Write out, character for character, the lines of the records from the line containing "Return the outline of every instance of the white" up to and including the line containing "M 41 93 L 42". Output nothing else.

▸ **MATERIAL SHOWN**
========================================================================

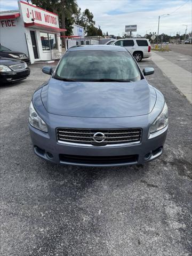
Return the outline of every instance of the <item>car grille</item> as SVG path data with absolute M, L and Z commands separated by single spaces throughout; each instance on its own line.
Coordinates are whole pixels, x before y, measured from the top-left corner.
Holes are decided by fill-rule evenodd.
M 10 66 L 9 67 L 14 71 L 22 70 L 22 69 L 26 68 L 26 64 L 25 63 L 21 63 L 21 64 L 18 65 Z
M 94 146 L 139 143 L 142 130 L 139 128 L 126 129 L 78 129 L 57 128 L 59 142 L 79 143 Z M 103 137 L 102 134 L 105 135 Z
M 60 154 L 59 159 L 61 163 L 83 164 L 87 165 L 103 165 L 115 164 L 135 164 L 138 161 L 138 155 L 128 156 L 76 156 Z

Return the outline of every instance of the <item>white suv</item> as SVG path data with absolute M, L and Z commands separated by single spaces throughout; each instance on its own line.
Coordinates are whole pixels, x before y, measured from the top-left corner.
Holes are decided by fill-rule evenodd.
M 111 45 L 123 46 L 133 55 L 137 62 L 151 55 L 151 46 L 148 39 L 124 38 L 114 41 Z

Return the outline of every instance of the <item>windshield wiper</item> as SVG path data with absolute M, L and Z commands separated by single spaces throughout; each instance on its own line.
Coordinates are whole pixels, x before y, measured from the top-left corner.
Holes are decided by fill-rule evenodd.
M 123 79 L 110 79 L 110 78 L 101 78 L 93 80 L 93 82 L 131 82 L 130 80 L 124 80 Z
M 61 81 L 67 81 L 67 82 L 77 82 L 76 80 L 73 80 L 73 79 L 69 78 L 58 78 L 57 77 L 53 77 L 54 79 L 57 79 L 57 80 L 60 80 Z

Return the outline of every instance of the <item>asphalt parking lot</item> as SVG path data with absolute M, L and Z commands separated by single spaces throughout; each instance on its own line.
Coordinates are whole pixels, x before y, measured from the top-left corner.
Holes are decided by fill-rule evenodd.
M 163 155 L 145 165 L 53 165 L 32 151 L 34 91 L 49 76 L 1 86 L 1 255 L 190 255 L 191 105 L 150 59 L 147 77 L 164 94 L 169 130 Z M 189 81 L 190 82 L 190 81 Z

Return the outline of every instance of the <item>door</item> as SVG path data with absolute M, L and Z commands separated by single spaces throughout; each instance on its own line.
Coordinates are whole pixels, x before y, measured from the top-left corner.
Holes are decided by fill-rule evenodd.
M 132 54 L 135 51 L 134 41 L 132 39 L 127 39 L 123 41 L 123 46 L 126 48 Z
M 34 58 L 35 59 L 38 59 L 39 57 L 38 55 L 37 45 L 36 39 L 35 38 L 35 31 L 30 30 L 30 34 L 31 35 L 33 49 L 34 53 Z

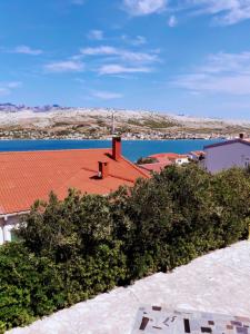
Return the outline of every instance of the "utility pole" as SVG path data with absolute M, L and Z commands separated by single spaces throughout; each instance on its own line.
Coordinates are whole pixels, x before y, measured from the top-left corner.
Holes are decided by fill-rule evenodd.
M 111 129 L 112 135 L 116 132 L 116 126 L 114 126 L 114 110 L 112 110 L 112 129 Z

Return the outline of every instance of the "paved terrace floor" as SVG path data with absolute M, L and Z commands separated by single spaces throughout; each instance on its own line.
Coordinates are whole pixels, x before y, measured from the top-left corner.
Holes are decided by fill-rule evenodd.
M 250 317 L 250 242 L 199 257 L 170 274 L 60 311 L 12 334 L 129 334 L 138 308 L 164 305 Z

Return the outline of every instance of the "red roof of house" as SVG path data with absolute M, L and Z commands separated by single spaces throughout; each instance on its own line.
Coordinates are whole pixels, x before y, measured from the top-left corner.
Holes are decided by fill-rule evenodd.
M 236 143 L 250 145 L 250 138 L 244 138 L 244 139 L 238 138 L 238 139 L 231 139 L 231 140 L 226 140 L 226 141 L 221 141 L 221 143 L 216 143 L 216 144 L 204 146 L 204 149 L 224 146 L 224 145 L 231 145 L 231 144 L 236 144 Z
M 190 155 L 199 157 L 206 155 L 206 153 L 203 150 L 192 150 L 190 151 Z
M 162 153 L 162 154 L 151 155 L 150 158 L 156 158 L 160 161 L 162 159 L 187 158 L 187 155 L 179 155 L 179 154 L 176 154 L 176 153 Z
M 160 173 L 164 167 L 173 165 L 170 160 L 164 160 L 164 163 L 153 163 L 153 164 L 143 164 L 139 165 L 141 169 L 147 171 L 157 171 Z
M 98 178 L 98 161 L 109 163 L 109 176 Z M 69 188 L 106 195 L 121 185 L 132 186 L 149 177 L 112 149 L 0 153 L 0 214 L 29 210 L 36 199 L 53 190 L 63 199 Z

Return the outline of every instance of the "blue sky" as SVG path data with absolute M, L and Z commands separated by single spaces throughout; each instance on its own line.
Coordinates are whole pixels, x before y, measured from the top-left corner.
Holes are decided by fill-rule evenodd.
M 250 119 L 250 0 L 1 0 L 6 101 Z

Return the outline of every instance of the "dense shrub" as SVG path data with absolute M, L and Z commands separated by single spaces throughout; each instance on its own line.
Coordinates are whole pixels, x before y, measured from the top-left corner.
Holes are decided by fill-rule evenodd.
M 0 328 L 230 245 L 249 222 L 250 173 L 237 168 L 172 166 L 108 197 L 51 194 L 24 218 L 22 242 L 0 248 Z

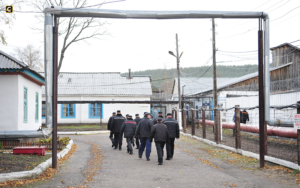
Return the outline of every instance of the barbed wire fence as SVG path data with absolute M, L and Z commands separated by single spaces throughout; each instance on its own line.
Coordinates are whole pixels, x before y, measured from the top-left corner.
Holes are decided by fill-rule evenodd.
M 281 120 L 280 121 L 281 122 L 282 125 L 283 125 L 284 127 L 286 127 L 286 126 L 284 126 L 286 123 L 284 121 L 287 122 L 289 120 L 293 120 L 293 115 L 297 113 L 297 108 L 300 108 L 300 104 L 296 103 L 287 105 L 271 106 L 270 107 L 271 118 L 274 120 Z M 202 119 L 202 110 L 205 112 L 206 120 L 207 122 L 210 121 L 213 122 L 214 111 L 216 110 L 220 112 L 221 124 L 223 122 L 234 124 L 233 116 L 235 114 L 235 109 L 237 108 L 241 110 L 245 110 L 249 114 L 249 121 L 247 121 L 246 124 L 248 124 L 250 126 L 252 126 L 255 125 L 258 126 L 259 124 L 258 106 L 250 107 L 235 106 L 227 108 L 216 107 L 210 109 L 202 107 L 198 108 L 198 109 L 191 108 L 188 109 L 184 109 L 182 110 L 173 108 L 172 110 L 176 112 L 176 113 L 178 117 L 181 116 L 182 114 L 186 115 L 186 126 L 184 126 L 184 122 L 183 122 L 182 124 L 183 125 L 183 128 L 185 128 L 185 130 L 183 130 L 184 132 L 190 134 L 192 135 L 194 135 L 200 138 L 203 137 L 203 127 L 202 125 L 199 123 L 199 121 Z M 183 111 L 185 112 L 182 113 Z M 195 116 L 196 112 L 198 113 L 198 119 L 196 118 L 196 116 Z M 192 115 L 192 113 L 194 113 L 193 116 Z M 207 115 L 208 114 L 208 115 Z M 193 120 L 191 118 L 192 117 L 195 117 L 194 122 L 192 122 Z M 175 117 L 177 118 L 177 117 Z M 180 119 L 177 119 L 178 121 L 181 121 L 181 117 Z M 184 118 L 183 117 L 182 119 L 184 121 Z M 290 127 L 280 127 L 278 128 L 279 129 L 293 128 L 290 127 L 290 125 L 287 126 Z M 205 132 L 206 133 L 206 138 L 215 142 L 216 135 L 214 132 L 214 126 L 207 125 L 205 127 Z M 245 151 L 259 153 L 259 134 L 243 131 L 241 131 L 241 149 Z M 221 144 L 233 148 L 235 147 L 236 140 L 234 129 L 224 128 L 221 129 Z M 268 136 L 268 156 L 295 163 L 298 163 L 296 139 L 293 139 L 290 138 L 281 137 L 276 136 Z M 280 141 L 280 140 L 284 141 Z

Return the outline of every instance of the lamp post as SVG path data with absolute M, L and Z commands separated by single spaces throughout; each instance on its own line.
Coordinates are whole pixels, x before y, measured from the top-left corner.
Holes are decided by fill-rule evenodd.
M 178 53 L 178 38 L 177 36 L 177 33 L 176 33 L 176 51 L 177 54 L 177 56 L 175 55 L 171 51 L 169 51 L 169 54 L 175 56 L 177 59 L 177 75 L 178 78 L 178 105 L 179 109 L 181 109 L 181 97 L 180 96 L 181 93 L 180 92 L 180 72 L 179 70 L 179 59 L 181 57 L 183 52 L 181 52 L 180 56 L 178 57 L 179 54 Z

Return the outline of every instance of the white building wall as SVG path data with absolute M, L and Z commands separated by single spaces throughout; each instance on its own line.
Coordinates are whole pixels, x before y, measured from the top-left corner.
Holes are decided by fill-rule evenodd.
M 17 130 L 18 82 L 17 75 L 0 75 L 0 131 Z
M 41 93 L 42 87 L 23 76 L 19 75 L 19 102 L 18 130 L 37 130 L 39 127 L 42 126 Z M 28 114 L 27 122 L 23 122 L 24 91 L 24 86 L 28 88 L 27 109 Z M 35 93 L 39 94 L 39 121 L 36 122 L 35 117 Z
M 45 100 L 45 96 L 43 96 L 43 100 Z M 58 96 L 58 100 L 150 100 L 150 97 L 112 96 Z M 61 104 L 58 104 L 57 123 L 58 124 L 99 124 L 100 119 L 98 118 L 89 118 L 88 104 L 76 104 L 75 118 L 61 118 Z M 120 110 L 122 115 L 125 116 L 129 114 L 132 116 L 134 119 L 136 114 L 139 114 L 142 117 L 145 112 L 150 112 L 150 104 L 103 104 L 102 111 L 103 123 L 106 123 L 108 121 L 112 112 L 116 112 Z M 43 119 L 42 123 L 45 123 L 46 120 Z

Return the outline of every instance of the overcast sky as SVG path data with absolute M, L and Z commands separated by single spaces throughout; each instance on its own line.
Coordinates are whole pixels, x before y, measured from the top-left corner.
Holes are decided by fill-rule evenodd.
M 95 5 L 99 2 L 89 1 L 89 5 Z M 264 11 L 269 14 L 270 19 L 270 47 L 272 48 L 300 40 L 299 6 L 299 0 L 126 0 L 104 5 L 101 8 Z M 25 6 L 20 10 L 36 11 Z M 32 43 L 43 52 L 44 33 L 37 33 L 37 31 L 30 28 L 34 25 L 44 29 L 44 23 L 39 23 L 34 17 L 36 14 L 16 12 L 16 20 L 11 29 L 7 26 L 1 26 L 7 37 L 8 44 L 1 44 L 0 50 L 11 54 L 14 48 L 24 48 Z M 102 20 L 110 23 L 105 26 L 111 35 L 104 36 L 102 40 L 88 40 L 89 45 L 82 42 L 73 43 L 64 54 L 61 72 L 128 72 L 130 68 L 132 71 L 163 69 L 165 66 L 176 68 L 176 58 L 168 51 L 176 53 L 176 33 L 179 54 L 184 52 L 180 58 L 181 67 L 201 66 L 206 63 L 210 65 L 212 63 L 212 60 L 208 62 L 212 55 L 210 19 Z M 257 52 L 252 51 L 257 50 L 258 19 L 217 18 L 215 22 L 217 24 L 215 28 L 217 32 L 216 45 L 218 49 L 217 65 L 258 64 Z M 60 51 L 62 38 L 59 38 L 59 40 Z M 300 41 L 291 44 L 298 46 Z

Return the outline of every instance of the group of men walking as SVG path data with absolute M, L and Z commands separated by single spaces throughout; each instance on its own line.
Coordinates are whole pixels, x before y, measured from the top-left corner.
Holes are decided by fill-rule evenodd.
M 166 150 L 166 159 L 170 160 L 173 158 L 175 139 L 179 138 L 178 123 L 172 118 L 170 113 L 167 114 L 165 119 L 160 112 L 158 112 L 158 117 L 154 120 L 151 118 L 150 113 L 145 112 L 144 115 L 141 118 L 138 114 L 136 114 L 136 118 L 133 119 L 132 116 L 128 114 L 126 115 L 126 118 L 122 116 L 120 110 L 118 110 L 116 114 L 113 112 L 107 123 L 107 130 L 110 131 L 110 139 L 112 143 L 112 147 L 114 147 L 114 149 L 122 149 L 124 133 L 127 143 L 127 153 L 133 154 L 132 144 L 134 146 L 135 141 L 136 149 L 139 149 L 139 158 L 142 159 L 146 148 L 146 160 L 150 161 L 152 143 L 154 138 L 157 151 L 158 165 L 161 165 L 163 164 L 165 144 Z

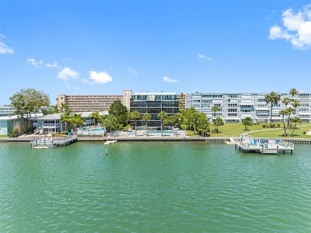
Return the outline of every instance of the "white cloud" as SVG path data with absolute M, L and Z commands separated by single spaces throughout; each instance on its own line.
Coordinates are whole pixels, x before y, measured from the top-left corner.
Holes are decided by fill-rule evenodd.
M 171 79 L 171 78 L 169 78 L 167 76 L 165 76 L 162 78 L 163 79 L 163 80 L 164 80 L 165 82 L 170 82 L 172 83 L 175 83 L 176 82 L 177 82 L 178 81 L 178 79 Z
M 43 63 L 43 61 L 42 61 L 42 60 L 40 60 L 38 62 L 36 62 L 34 58 L 28 58 L 27 60 L 26 61 L 26 62 L 30 62 L 35 67 L 37 67 L 38 64 L 41 64 Z
M 282 14 L 284 28 L 278 26 L 270 28 L 269 39 L 285 39 L 295 49 L 305 50 L 311 47 L 311 4 L 297 13 L 288 9 Z
M 209 57 L 208 56 L 206 56 L 205 55 L 204 55 L 203 54 L 198 54 L 198 58 L 201 60 L 202 59 L 207 59 L 207 60 L 208 60 L 209 61 L 211 61 L 212 59 L 210 57 Z
M 66 80 L 69 78 L 76 78 L 79 77 L 79 73 L 70 70 L 69 67 L 65 67 L 58 72 L 58 78 Z
M 83 82 L 88 84 L 96 83 L 98 84 L 104 84 L 108 82 L 111 82 L 112 78 L 104 71 L 96 72 L 91 71 L 88 79 L 84 79 Z
M 13 50 L 5 44 L 5 36 L 0 34 L 0 54 L 13 54 Z
M 129 68 L 127 69 L 127 71 L 130 73 L 133 73 L 135 76 L 138 76 L 138 73 L 134 69 Z
M 62 68 L 61 66 L 59 66 L 56 62 L 54 62 L 53 64 L 51 63 L 47 63 L 45 64 L 46 66 L 48 67 L 50 67 L 50 68 L 56 68 L 56 69 L 60 69 Z

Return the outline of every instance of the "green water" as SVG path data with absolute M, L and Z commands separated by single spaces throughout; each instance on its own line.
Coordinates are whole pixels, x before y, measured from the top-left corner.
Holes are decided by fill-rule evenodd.
M 311 149 L 1 143 L 0 232 L 311 232 Z

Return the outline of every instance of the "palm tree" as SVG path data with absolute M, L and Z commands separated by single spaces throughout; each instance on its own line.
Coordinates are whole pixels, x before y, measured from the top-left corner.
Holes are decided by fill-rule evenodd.
M 137 131 L 136 128 L 136 120 L 138 119 L 140 119 L 140 113 L 139 113 L 139 112 L 137 111 L 134 111 L 132 112 L 131 115 L 132 119 L 135 119 L 135 137 L 136 137 L 136 132 Z
M 166 113 L 164 111 L 162 111 L 158 114 L 157 118 L 161 121 L 161 135 L 162 137 L 163 137 L 163 126 L 165 125 L 165 123 L 167 121 L 167 119 L 168 118 L 167 113 Z
M 105 118 L 104 121 L 105 125 L 105 129 L 107 130 L 106 125 L 109 125 L 110 128 L 110 137 L 111 136 L 111 131 L 112 130 L 112 125 L 115 125 L 118 121 L 117 117 L 113 115 L 109 115 Z
M 286 126 L 285 126 L 285 121 L 284 119 L 284 116 L 288 115 L 288 110 L 287 109 L 281 110 L 278 112 L 278 114 L 282 115 L 282 120 L 283 121 L 283 125 L 284 125 L 284 135 L 286 136 Z
M 127 126 L 128 125 L 128 122 L 132 119 L 132 115 L 131 112 L 127 111 L 125 113 L 125 121 L 126 122 L 126 131 L 127 131 Z
M 95 125 L 97 125 L 98 124 L 98 122 L 100 121 L 101 118 L 102 118 L 99 112 L 97 111 L 92 112 L 89 115 L 89 116 L 92 116 L 94 118 L 94 124 Z
M 212 107 L 212 111 L 214 112 L 214 129 L 213 130 L 213 132 L 215 133 L 215 117 L 216 116 L 216 112 L 218 112 L 220 111 L 220 108 L 219 108 L 219 107 L 218 106 L 217 106 L 217 105 L 214 105 L 214 106 L 213 106 Z
M 288 97 L 285 97 L 282 101 L 282 103 L 285 105 L 286 108 L 287 108 L 287 105 L 291 103 L 291 99 Z
M 292 136 L 294 136 L 294 131 L 296 128 L 296 125 L 297 125 L 297 123 L 300 123 L 300 122 L 301 122 L 302 121 L 301 121 L 301 119 L 299 118 L 298 117 L 295 116 L 294 118 L 291 118 L 291 121 L 292 122 L 295 123 L 295 125 L 294 126 L 294 129 L 293 130 L 293 132 L 292 132 Z
M 292 101 L 293 101 L 293 98 L 297 93 L 298 91 L 294 88 L 293 88 L 290 90 L 290 94 L 292 95 Z
M 267 105 L 270 104 L 271 105 L 271 108 L 270 110 L 270 127 L 272 125 L 272 108 L 273 105 L 277 105 L 280 100 L 281 98 L 275 91 L 271 91 L 269 94 L 265 95 L 264 101 Z
M 193 124 L 193 131 L 194 132 L 194 137 L 195 137 L 196 127 L 197 125 L 197 121 L 200 117 L 200 113 L 197 111 L 193 112 L 190 116 L 190 121 Z
M 69 122 L 71 123 L 72 125 L 72 129 L 74 131 L 76 131 L 77 126 L 79 126 L 82 127 L 83 126 L 83 117 L 81 116 L 81 114 L 73 113 L 70 118 Z
M 216 119 L 216 132 L 218 132 L 218 125 L 224 125 L 224 121 L 221 117 L 217 117 Z
M 293 108 L 289 108 L 287 110 L 287 135 L 289 134 L 289 130 L 290 128 L 290 120 L 291 119 L 291 114 L 293 113 L 294 115 L 296 113 L 296 110 Z
M 142 116 L 142 119 L 146 121 L 146 125 L 147 126 L 147 137 L 148 137 L 148 122 L 151 120 L 151 116 L 148 113 L 146 113 Z

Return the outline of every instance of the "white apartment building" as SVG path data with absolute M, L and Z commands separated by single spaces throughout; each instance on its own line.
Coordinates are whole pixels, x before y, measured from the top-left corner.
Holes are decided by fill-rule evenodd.
M 245 117 L 249 117 L 253 123 L 268 123 L 270 121 L 271 105 L 264 101 L 268 93 L 195 93 L 187 95 L 186 108 L 193 107 L 200 112 L 204 112 L 212 122 L 214 112 L 212 107 L 217 106 L 220 111 L 216 112 L 215 118 L 221 117 L 224 122 L 242 122 Z M 286 108 L 282 100 L 286 97 L 296 99 L 300 106 L 296 108 L 296 114 L 302 122 L 311 122 L 311 93 L 299 91 L 293 97 L 288 93 L 278 93 L 281 100 L 272 109 L 273 123 L 282 123 L 280 110 Z M 293 106 L 291 104 L 287 108 Z M 291 116 L 293 117 L 293 115 Z

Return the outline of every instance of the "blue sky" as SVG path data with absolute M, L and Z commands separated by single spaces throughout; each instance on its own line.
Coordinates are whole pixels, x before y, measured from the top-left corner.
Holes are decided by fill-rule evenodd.
M 311 92 L 311 1 L 0 2 L 0 104 L 58 94 Z

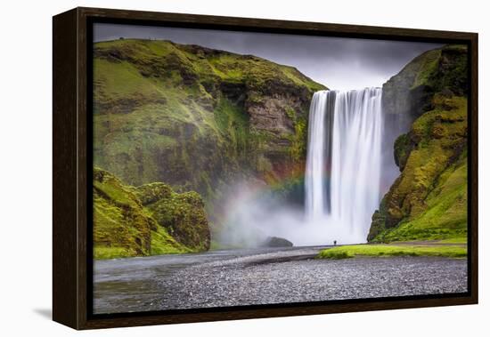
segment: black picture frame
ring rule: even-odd
[[[457,43],[469,50],[468,293],[92,314],[92,28],[95,22]],[[75,8],[53,19],[53,318],[76,329],[478,303],[478,34]]]

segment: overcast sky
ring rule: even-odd
[[[170,40],[296,67],[330,89],[381,86],[415,56],[439,44],[232,32],[97,23],[95,42],[126,38]]]

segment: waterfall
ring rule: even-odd
[[[365,242],[380,201],[381,89],[314,94],[305,175],[306,215],[329,240]]]

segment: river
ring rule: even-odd
[[[94,262],[94,312],[462,293],[467,261],[315,260],[324,247],[212,251]]]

========================================================================

▸ **FULL OUTPUT**
Return the outline of every instance of the white building wall as SVG path data with absolute M, L and Z commands separated by single spaces throughout; each instance on its own line.
Coordinates are whole pixels, x before y, measured from the top-left corner.
Holes are decided by fill-rule evenodd.
M 17 130 L 18 82 L 17 75 L 0 75 L 0 131 Z
M 41 93 L 42 87 L 23 76 L 19 75 L 19 102 L 18 130 L 37 130 L 39 127 L 42 126 Z M 28 114 L 27 122 L 23 122 L 24 91 L 24 86 L 28 88 L 27 109 Z M 35 93 L 39 94 L 39 121 L 36 122 L 35 117 Z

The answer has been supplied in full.